_Short exercise:_ Below are some records; retype all of them exactly.

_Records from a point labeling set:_
--

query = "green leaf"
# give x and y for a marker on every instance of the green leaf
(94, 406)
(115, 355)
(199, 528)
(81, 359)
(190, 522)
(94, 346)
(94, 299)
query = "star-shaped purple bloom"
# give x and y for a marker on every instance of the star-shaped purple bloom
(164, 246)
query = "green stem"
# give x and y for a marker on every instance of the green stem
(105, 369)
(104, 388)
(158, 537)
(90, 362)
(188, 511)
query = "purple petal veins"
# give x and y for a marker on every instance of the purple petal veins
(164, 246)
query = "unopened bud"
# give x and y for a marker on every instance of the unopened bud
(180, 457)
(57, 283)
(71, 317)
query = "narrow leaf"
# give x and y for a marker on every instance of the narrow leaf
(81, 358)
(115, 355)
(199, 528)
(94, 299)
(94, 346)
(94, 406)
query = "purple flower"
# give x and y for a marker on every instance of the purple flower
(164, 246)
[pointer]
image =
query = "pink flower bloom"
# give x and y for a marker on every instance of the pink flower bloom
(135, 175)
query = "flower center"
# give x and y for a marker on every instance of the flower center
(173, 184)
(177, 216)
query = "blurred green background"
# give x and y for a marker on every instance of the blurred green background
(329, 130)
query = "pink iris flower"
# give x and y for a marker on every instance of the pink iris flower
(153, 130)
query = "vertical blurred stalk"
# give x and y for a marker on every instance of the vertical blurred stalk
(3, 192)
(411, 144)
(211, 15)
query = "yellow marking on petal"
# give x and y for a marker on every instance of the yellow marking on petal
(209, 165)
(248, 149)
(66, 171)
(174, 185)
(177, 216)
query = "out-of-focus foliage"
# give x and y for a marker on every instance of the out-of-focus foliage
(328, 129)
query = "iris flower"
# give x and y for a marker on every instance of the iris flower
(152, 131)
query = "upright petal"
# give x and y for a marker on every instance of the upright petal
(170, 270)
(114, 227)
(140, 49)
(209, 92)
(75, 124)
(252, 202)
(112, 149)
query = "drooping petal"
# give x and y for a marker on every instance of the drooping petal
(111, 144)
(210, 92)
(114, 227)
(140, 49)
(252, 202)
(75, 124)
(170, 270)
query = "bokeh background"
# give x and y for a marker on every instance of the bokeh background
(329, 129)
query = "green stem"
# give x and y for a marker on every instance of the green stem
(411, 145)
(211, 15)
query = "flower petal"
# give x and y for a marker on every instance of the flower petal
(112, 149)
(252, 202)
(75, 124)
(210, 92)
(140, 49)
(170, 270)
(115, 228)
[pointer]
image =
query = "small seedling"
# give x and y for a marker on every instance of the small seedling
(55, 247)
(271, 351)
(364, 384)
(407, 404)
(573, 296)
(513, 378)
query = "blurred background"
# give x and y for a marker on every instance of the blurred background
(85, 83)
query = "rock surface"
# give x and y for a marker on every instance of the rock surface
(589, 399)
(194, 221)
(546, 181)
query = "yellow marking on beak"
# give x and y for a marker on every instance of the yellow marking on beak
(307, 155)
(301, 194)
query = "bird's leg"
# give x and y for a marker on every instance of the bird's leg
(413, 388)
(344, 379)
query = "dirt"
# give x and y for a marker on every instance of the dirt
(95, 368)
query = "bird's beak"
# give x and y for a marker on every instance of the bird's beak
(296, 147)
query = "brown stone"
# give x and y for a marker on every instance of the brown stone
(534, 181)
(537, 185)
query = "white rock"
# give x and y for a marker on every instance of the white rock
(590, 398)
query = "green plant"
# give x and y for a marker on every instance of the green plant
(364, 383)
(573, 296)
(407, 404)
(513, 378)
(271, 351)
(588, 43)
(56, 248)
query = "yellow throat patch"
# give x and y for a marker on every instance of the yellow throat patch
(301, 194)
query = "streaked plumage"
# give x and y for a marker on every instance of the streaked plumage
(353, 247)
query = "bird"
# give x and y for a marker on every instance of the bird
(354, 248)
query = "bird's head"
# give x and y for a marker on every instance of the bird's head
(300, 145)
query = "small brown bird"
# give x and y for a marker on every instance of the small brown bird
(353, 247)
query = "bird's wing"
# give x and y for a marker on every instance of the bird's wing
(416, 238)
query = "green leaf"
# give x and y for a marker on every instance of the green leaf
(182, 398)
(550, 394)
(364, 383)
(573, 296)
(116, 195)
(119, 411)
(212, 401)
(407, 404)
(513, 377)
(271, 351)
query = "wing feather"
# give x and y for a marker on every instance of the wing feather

--

_Result:_
query = "green leaf"
# give x and y for a marker on every instance of the green leaf
(94, 406)
(115, 355)
(199, 528)
(81, 359)
(190, 522)
(94, 346)
(94, 299)
query = "star-shaped purple bloom"
# give x and y for a marker on every instance of the star-shaped purple bloom
(164, 246)
query = "green stem"
# give x and y for a marker on every instance of the green stem
(105, 369)
(104, 388)
(158, 537)
(90, 362)
(188, 511)
query = "purple petal veins"
# give x and y for a marker on every instance of the purple petal veins
(164, 246)
query = "unopened bud"
# give x and y for a marker on every instance of the unopened bud
(180, 457)
(57, 283)
(71, 317)
query = "narrow leaf"
# give x and y for a marker on every instance of the narrow leaf
(81, 358)
(115, 355)
(199, 528)
(94, 299)
(94, 346)
(94, 406)
query = "purple flower"
# give x and y for a marker on every instance of the purple flower
(164, 246)
[pointer]
image =
query = "pink flower bloom"
# give x and y for a marker on every instance of the pink flower bloom
(135, 175)
query = "flower center"
# give x and y for a marker on every instance of the flower center
(173, 184)
(177, 216)
query = "blurred green background"
# give x and y for a marker on every instance of the blurred green background
(329, 130)
query = "pink iris flower"
# give x and y for a marker on every instance of the pink iris flower
(153, 130)
query = "vertical blurred stalk"
# give x and y for a marker on every instance of the vertical blurred stalk
(3, 192)
(411, 144)
(211, 15)
query = "yellow marking on petal"
# give x and y for a marker on every instance of the yellow marking on petal
(209, 165)
(248, 149)
(66, 171)
(174, 185)
(177, 216)
query = "out-of-focus foliage"
# give x and y for a marker on every instance of the out-of-focus foliage
(328, 129)
query = "iris flower"
# give x and y for a marker on every instance of the iris flower
(152, 131)
query = "upright petal"
# give x and y for a marker on every instance of the upright petal
(170, 270)
(114, 227)
(140, 49)
(209, 92)
(75, 124)
(252, 202)
(112, 149)
query = "drooping petal"
# give x and y for a marker on every instance of the drooping petal
(111, 144)
(210, 92)
(114, 227)
(140, 49)
(252, 202)
(75, 124)
(170, 270)
query = "bokeh background"
# give x and y for a marker on every instance of the bokeh background
(329, 129)
query = "green stem"
# give x and y for a marker on every instance of the green stem
(411, 145)
(211, 15)
query = "flower petal"
# give x and y for a marker on every instance of the flower petal
(112, 149)
(252, 202)
(75, 124)
(210, 92)
(140, 49)
(170, 270)
(115, 228)
[pointer]
image =
query = "small seedling"
# give x and y for a marker on every instance of the small seedling
(55, 247)
(271, 351)
(364, 384)
(407, 404)
(573, 296)
(513, 378)
query = "blurred background"
# give x and y for a marker on every instance of the blurred background
(85, 83)
query = "rock surface"
# give x and y for a marker on every instance of the rock surface
(589, 399)
(194, 221)
(546, 181)
query = "yellow marking on beak"
# give x and y for a marker on every instance of the yellow marking on beak
(307, 155)
(301, 194)
query = "bird's leg"
# give x and y for a marker on every instance of the bird's leg
(413, 388)
(344, 379)
query = "dirt"
# give x and y for a marker on every instance of the dirt
(95, 368)
query = "bird's beak"
# give x and y for a marker on every instance of the bird's beak
(296, 147)
query = "brown stone"
# give x and y for a marker on every instance of the brown stone
(534, 181)
(537, 185)
query = "white rock"
# give x and y for a marker on every instance of the white rock
(590, 398)
query = "green plant"
# give x and y for a marker on every instance of the green plant
(364, 383)
(573, 296)
(407, 404)
(513, 378)
(271, 351)
(588, 43)
(56, 248)
query = "yellow throat patch"
# give x and y for a marker on every instance of the yellow throat patch
(301, 194)
query = "streaked plumage"
# give x and y for a marker on every instance of the streaked plumage
(353, 247)
query = "bird"
# give x and y for a marker on every instance of the bird
(354, 248)
query = "bird's head"
# give x and y for a marker on every instance of the bird's head
(300, 145)
query = "small brown bird"
# give x and y for a marker on every instance of the small brown bird
(353, 247)
query = "bird's wing"
# give x and y for a marker on every instance of the bird's wing
(416, 238)
query = "green leaf"
# give x and y for a marker on every instance of the green leaf
(182, 398)
(550, 394)
(364, 383)
(573, 296)
(116, 195)
(119, 411)
(212, 401)
(407, 404)
(513, 377)
(271, 351)
query = "wing feather"
# give x and y for a marker on every instance of the wing feather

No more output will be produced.